## Start DOCUMENT
# Heater/A/C Fan Speeds - Only Maximum works



## HuPeRcHiLd (Oct 13, 2007)

Hey guys,

I just got my 90 Maxima yesterday and noticed that the interior heater/a/c fan either is off, or it blows at max - nothing in between. What could be causing this? How do I fix it?

I should note that I have the digital climate control options (if that changes anything).


Thanks


----------



## internetautomart (Mar 8, 2004)

your blower motor resistor is probably bad.
there is a different name nissan uses for it though. I think they call it an amplifier.


----------



## theconqueror (Mar 30, 2008)

yeah its your resistor. its an easy fix. i don't know where its located in the maxima but in my truck it was in the back passenger corner of the engine bay. very easy to replace. 

don't let it go too long if you can help it, motors don't like to run at full blast all the time. learned that the hard way.
## End DOCUMENT
## Start SUPPLIED INFORMATION
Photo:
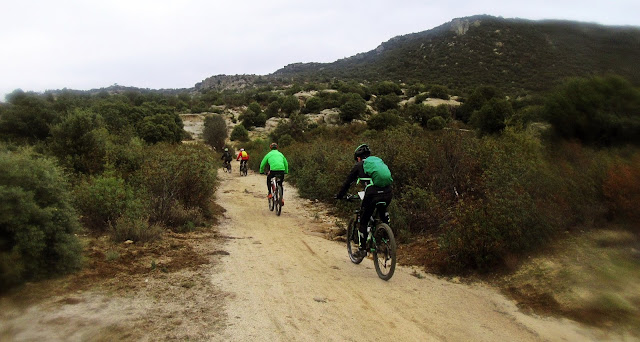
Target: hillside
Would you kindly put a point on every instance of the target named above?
(513, 54)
## End SUPPLIED INFORMATION
EXERCISES TO COMPLETE:
- A) Based on the Maxima fan-speed thread, answer yes or no for each statement below, and quote the exact words from the thread that decide it.
(i) The fan in the 90 Maxima works at every setting except maximum.
(ii) One reply suggests Nissan may call the blower motor resistor by another name, an amplifier.
(iii) The last reply says the resistor in a Maxima sits in the back passenger corner of the engine bay.
- B) Duplicate the part of the Maxima fan-speed thread starting with "## HuPeRcHiLd (Oct" and going on through "do I fix it?".
- C) Pick up the Maxima fan-speed thread after its last sentence and keep it going.

ANSWERS BY TASK:
- A)
(i) No: "the interior heater/a/c fan either is off, or it blows at max - nothing in between."
(ii) Yes: "there is a different name nissan uses for it though. I think they call it an amplifier."
(iii) No: "i don't know where its located in the maxima but in my truck it was in the back passenger corner of the engine bay."

- B)
## HuPeRcHiLd (Oct 13, 2007)

Hey guys,

I just got my 90 Maxima yesterday and noticed that the interior heater/a/c fan either is off, or it blows at max - nothing in between. What could be causing this? How do I fix it?

- C)
----------



## HuPeRcHiLd (Oct 13, 2007)

Thanks guys,

I removed it (just behind the glove box), cleaned it, it still didn;t work. Looks like I gotta get a new one. I have auto climate controls. Is there a particular blower motor resistor for auto climate? If so, does anyone have a part number?

Thanks


----------



## HuPeRcHiLd (Oct 13, 2007)

Okay, I went to the wreck yard, found one, replaced it, all fan speeds working. AWESOME!! Thanks to those who helped.

Are there other Nissans that share this part? Sometimes it's hard to find a Maxima.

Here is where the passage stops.